▸ Set task 1
Reproduce the passage of the BEAST cluster setup text starting at "Create the folder" and ending at "(around line 32).".

▸ Selected text
--------------------------------------------------
This page was made by Bram Vrancke, for the ULB cluster. you'll have to modify the scripts.

Scripts needed:

The script lyra.beast.gpu.iterative.slurm starts a BEAST run with a walltime of 5 days (the maximum walltime on the Lyra cluster). 30 minutes prior to this walltime, the workflow manager (SLURM) signals the script that it's time to evaluate the ESS values of the model parameters. This signal makes that the ongoing BEAST run is stopped, and that the companion script check_beast_ess.py checks the ESS values. When these are above a user-specified threshold (defaults to 200), the script stops running. In the other case, the run is continued from the most recent checkpoint file (by default generated every 1.000.000 states). The above check is again scheduled 30 minutes prior to reaching the new run's walltime. By default, a run is continued at most 4 times (so the analysis runs for a maximum of 5 times the specified walltime, e.g. 25 days). If log-files of multiple continuations are present, check_beast_ess.py combines them and removes the 10% first logged states as burnin.

The slurm-script expects the beast jar-file and check_beast_ess.py in the folder $HOME/biosoft/ on the HPC you're using.

My home folder on the CECI clusters is /home/ulb/lubies/bvrancke. To copy files to $HOME/biosoft/, you need to replace $HOME by the path that points to your home folder. In case of doubt, you can find this issuing the following commands:

Log in on the HPC, for example Lyra:

# on own computer
$ ssh lyra

Now print the value of the $HOME to screen:

# on HPC
$ echo $HOME
/home/ulb/lubies/bvrancke

Create the folder biosoft:

# on HPC
$ mkdir $HOME/biosoft

Copy the BEAST jar-file you want to use and check_beast_ess.py from your computer to $HOME/biosoft/. At the time of writing, I ran BEAST version 10.5.0, and named the BEAST jar file 'beast.10.5.0.jar'. This is also the default name expected by the slurm script. Should you decide to use another name, do not forget to also update the variable beast_version in lyra.beast.gpu.iterative.slurm (around line 32).

# on own computer

# In the command below, replace <path to your home folder> by your version of /home/ulb/lubies/bvrancke
$ my_beast_jar="beast.10.5.0.jar"
$ scp "$my_beast_jar" lyra:<path to your home folder>/biosoft
$ scp check_beast_ess.py lyra:<path to your home folder>/biosoft

The ESS values are estimated using the ess function from the Python module (or package) Arviz. The slurm-script expects this to be installed in a virtual environment that is named 'venv_beast'. To do so, first load the core Python module on the HPC. In this example, I've used the most recent version that was available on Lyra when setting this up.
--------------------------------------------------
▸ Task material
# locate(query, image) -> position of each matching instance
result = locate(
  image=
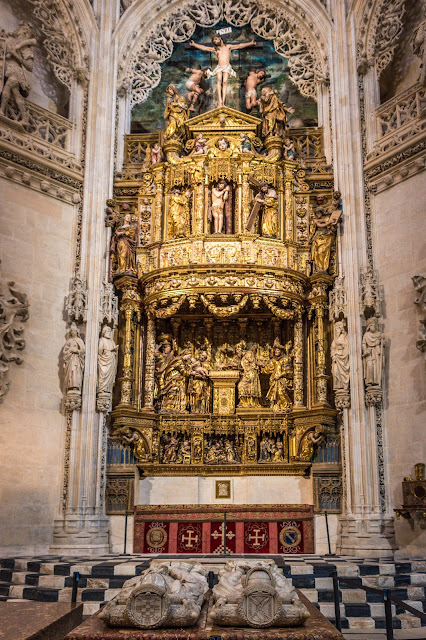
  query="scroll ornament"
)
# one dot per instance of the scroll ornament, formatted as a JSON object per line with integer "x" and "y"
{"x": 276, "y": 310}
{"x": 171, "y": 310}
{"x": 225, "y": 312}
{"x": 13, "y": 310}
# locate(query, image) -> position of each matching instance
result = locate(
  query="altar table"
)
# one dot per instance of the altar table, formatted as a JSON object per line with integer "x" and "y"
{"x": 191, "y": 529}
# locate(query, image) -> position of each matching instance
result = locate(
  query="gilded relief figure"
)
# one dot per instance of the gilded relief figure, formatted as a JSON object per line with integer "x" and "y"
{"x": 178, "y": 221}
{"x": 199, "y": 386}
{"x": 281, "y": 381}
{"x": 223, "y": 69}
{"x": 123, "y": 246}
{"x": 274, "y": 113}
{"x": 171, "y": 377}
{"x": 253, "y": 79}
{"x": 268, "y": 199}
{"x": 372, "y": 353}
{"x": 271, "y": 450}
{"x": 184, "y": 452}
{"x": 215, "y": 452}
{"x": 249, "y": 391}
{"x": 323, "y": 233}
{"x": 176, "y": 112}
{"x": 310, "y": 441}
{"x": 73, "y": 355}
{"x": 140, "y": 448}
{"x": 170, "y": 450}
{"x": 219, "y": 211}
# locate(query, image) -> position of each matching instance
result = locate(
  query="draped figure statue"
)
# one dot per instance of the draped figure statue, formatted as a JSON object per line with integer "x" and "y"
{"x": 73, "y": 354}
{"x": 372, "y": 353}
{"x": 340, "y": 357}
{"x": 107, "y": 361}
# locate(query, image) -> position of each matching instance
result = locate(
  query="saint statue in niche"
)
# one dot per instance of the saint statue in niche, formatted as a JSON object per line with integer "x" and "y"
{"x": 123, "y": 246}
{"x": 372, "y": 353}
{"x": 223, "y": 69}
{"x": 253, "y": 79}
{"x": 323, "y": 233}
{"x": 221, "y": 209}
{"x": 178, "y": 214}
{"x": 107, "y": 361}
{"x": 74, "y": 354}
{"x": 176, "y": 112}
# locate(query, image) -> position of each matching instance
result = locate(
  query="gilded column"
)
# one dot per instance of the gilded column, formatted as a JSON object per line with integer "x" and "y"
{"x": 320, "y": 374}
{"x": 130, "y": 309}
{"x": 150, "y": 363}
{"x": 298, "y": 360}
{"x": 245, "y": 199}
{"x": 198, "y": 215}
{"x": 157, "y": 213}
{"x": 288, "y": 204}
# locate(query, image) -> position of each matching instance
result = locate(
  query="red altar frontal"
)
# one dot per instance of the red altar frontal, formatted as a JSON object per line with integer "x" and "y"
{"x": 274, "y": 528}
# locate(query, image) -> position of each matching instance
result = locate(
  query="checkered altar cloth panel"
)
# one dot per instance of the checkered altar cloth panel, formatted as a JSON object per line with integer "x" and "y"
{"x": 274, "y": 528}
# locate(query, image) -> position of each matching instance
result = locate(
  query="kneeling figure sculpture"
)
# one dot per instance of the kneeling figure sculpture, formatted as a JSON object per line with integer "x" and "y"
{"x": 255, "y": 594}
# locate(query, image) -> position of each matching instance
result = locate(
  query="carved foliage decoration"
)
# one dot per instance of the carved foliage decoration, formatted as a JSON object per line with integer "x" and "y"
{"x": 381, "y": 37}
{"x": 142, "y": 72}
{"x": 61, "y": 41}
{"x": 13, "y": 311}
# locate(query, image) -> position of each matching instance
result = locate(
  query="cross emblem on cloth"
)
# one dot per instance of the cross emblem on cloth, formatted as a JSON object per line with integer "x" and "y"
{"x": 188, "y": 540}
{"x": 258, "y": 538}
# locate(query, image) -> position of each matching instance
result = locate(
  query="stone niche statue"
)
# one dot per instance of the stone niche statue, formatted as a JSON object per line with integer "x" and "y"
{"x": 254, "y": 593}
{"x": 372, "y": 353}
{"x": 168, "y": 594}
{"x": 73, "y": 354}
{"x": 339, "y": 352}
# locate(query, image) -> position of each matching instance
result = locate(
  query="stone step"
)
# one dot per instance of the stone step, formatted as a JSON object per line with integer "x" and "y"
{"x": 50, "y": 580}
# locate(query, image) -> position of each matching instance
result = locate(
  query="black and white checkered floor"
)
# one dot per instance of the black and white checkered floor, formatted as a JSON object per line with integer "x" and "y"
{"x": 49, "y": 579}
--------------------------------------------------
▸ Set task 2
Pick out every line in the records that contains the string "relief", treating uppercase and lowercase letters as different.

▸ Written response 1
Create the folder biosoft:

# on HPC
$ mkdir $HOME/biosoft

Copy the BEAST jar-file you want to use and check_beast_ess.py from your computer to $HOME/biosoft/. At the time of writing, I ran BEAST version 10.5.0, and named the BEAST jar file 'beast.10.5.0.jar'. This is also the default name expected by the slurm script. Should you decide to use another name, do not forget to also update the variable beast_version in lyra.beast.gpu.iterative.slurm (around line 32).

▸ Written response 2
  query="gilded relief figure"
# one dot per instance of the gilded relief figure, formatted as a JSON object per line with integer "x" and "y"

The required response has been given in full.